• SOURCE DATA:
START

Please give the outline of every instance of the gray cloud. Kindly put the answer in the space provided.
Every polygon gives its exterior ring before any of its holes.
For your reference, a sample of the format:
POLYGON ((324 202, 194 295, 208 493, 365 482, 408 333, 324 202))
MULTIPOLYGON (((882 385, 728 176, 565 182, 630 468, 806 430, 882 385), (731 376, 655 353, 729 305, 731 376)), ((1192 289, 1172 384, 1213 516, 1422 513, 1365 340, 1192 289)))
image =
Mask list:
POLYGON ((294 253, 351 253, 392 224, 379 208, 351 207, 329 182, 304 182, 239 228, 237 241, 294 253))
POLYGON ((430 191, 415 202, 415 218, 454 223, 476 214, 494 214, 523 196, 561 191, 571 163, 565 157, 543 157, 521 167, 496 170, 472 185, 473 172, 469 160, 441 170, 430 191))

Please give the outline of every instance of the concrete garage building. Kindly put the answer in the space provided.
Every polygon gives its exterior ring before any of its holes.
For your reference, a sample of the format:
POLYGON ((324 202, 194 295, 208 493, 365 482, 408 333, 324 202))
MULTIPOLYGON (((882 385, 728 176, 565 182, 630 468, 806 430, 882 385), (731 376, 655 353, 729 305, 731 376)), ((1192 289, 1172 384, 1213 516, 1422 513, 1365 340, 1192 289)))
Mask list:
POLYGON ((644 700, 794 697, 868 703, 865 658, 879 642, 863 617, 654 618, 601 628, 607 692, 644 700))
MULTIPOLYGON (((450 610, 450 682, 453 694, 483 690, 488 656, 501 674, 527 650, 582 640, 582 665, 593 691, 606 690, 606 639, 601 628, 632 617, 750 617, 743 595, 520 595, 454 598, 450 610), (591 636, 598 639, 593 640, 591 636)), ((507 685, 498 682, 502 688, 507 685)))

END

• DO THIS:
Convert every line of the records above into a numbered list, one line per item, and omit the blank lines.

• OUTPUT OF THE EXERCISE:
1. Please give the outline of every instance of the gray cloud. Kindly put the answer in the space provided.
2. Every polygon gives its exterior ring before any of its holes.
3. For your reference, a sample of the format:
4. POLYGON ((324 202, 194 295, 208 493, 365 482, 408 333, 324 202))
5. MULTIPOLYGON (((882 385, 728 176, 565 182, 630 468, 806 430, 882 385), (731 376, 655 353, 729 305, 731 376)), ((1192 289, 1172 384, 1213 516, 1422 513, 1365 340, 1192 289)))
6. image =
7. Mask list:
8. POLYGON ((294 253, 351 253, 392 224, 379 208, 351 207, 329 182, 304 182, 239 228, 237 241, 294 253))
9. POLYGON ((430 191, 415 202, 415 218, 454 223, 476 214, 494 214, 523 196, 561 191, 571 163, 565 157, 543 157, 521 167, 496 170, 472 185, 473 172, 469 160, 441 170, 430 191))
10. Please give the outline of every instance of the concrete garage building. Kindly put the answer in the space provided.
11. Every polygon gives its exterior ring before any of its holes.
12. For your reference, a sample of the format:
13. POLYGON ((324 202, 194 295, 208 493, 365 482, 408 333, 324 202))
14. MULTIPOLYGON (((882 385, 728 176, 565 182, 630 468, 806 430, 882 385), (731 376, 655 353, 729 305, 731 376)), ((1192 289, 1172 384, 1213 516, 1422 513, 1365 340, 1192 289)))
15. Mask list:
16. POLYGON ((644 700, 794 697, 868 703, 865 658, 879 642, 863 617, 654 618, 601 628, 607 692, 644 700))
17. MULTIPOLYGON (((450 610, 450 682, 453 694, 483 690, 488 656, 501 674, 527 650, 582 640, 582 665, 593 691, 606 690, 606 639, 601 628, 632 617, 750 617, 743 595, 520 595, 454 598, 450 610), (591 636, 598 639, 593 640, 591 636)), ((507 685, 498 682, 502 688, 507 685)))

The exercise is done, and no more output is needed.